### Task instructions
Below this line are records; write out exactly the lines from the one containing "Where can the pita" through the one containing "Query: pita bread", with the pictures left out.

### Available records
|---|
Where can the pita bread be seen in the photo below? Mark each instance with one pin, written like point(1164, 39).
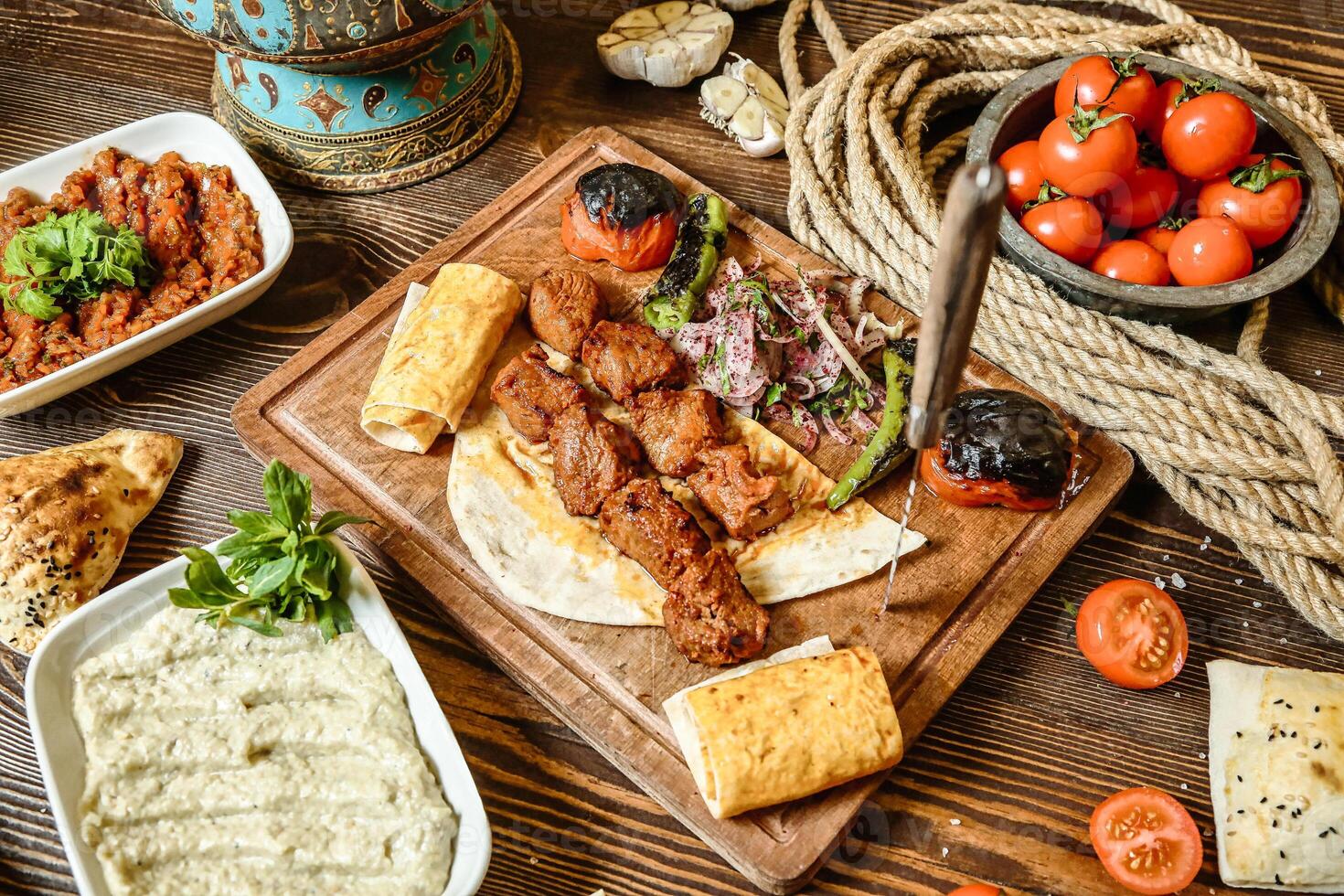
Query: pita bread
|---|
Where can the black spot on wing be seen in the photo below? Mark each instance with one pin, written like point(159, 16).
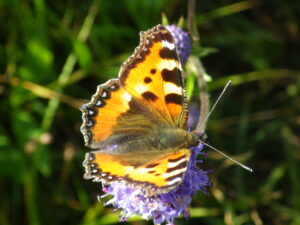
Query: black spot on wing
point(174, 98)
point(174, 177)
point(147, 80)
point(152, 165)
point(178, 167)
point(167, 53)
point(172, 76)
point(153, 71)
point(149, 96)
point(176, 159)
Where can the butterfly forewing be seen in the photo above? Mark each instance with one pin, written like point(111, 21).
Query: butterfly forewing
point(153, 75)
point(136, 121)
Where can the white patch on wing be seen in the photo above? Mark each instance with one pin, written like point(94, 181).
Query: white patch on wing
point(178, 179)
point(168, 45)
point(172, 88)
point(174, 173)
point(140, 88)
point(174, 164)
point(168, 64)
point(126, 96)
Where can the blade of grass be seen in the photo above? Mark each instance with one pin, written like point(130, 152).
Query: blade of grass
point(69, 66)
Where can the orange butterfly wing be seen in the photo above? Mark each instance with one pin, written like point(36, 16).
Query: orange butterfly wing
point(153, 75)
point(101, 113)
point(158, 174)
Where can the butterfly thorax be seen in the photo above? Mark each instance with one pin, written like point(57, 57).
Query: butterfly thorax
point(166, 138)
|---|
### Exercise result
Where can the pita bread be seen in the photo below? Mark each instance with one pin, written like point(1164, 39).
Query: pita bread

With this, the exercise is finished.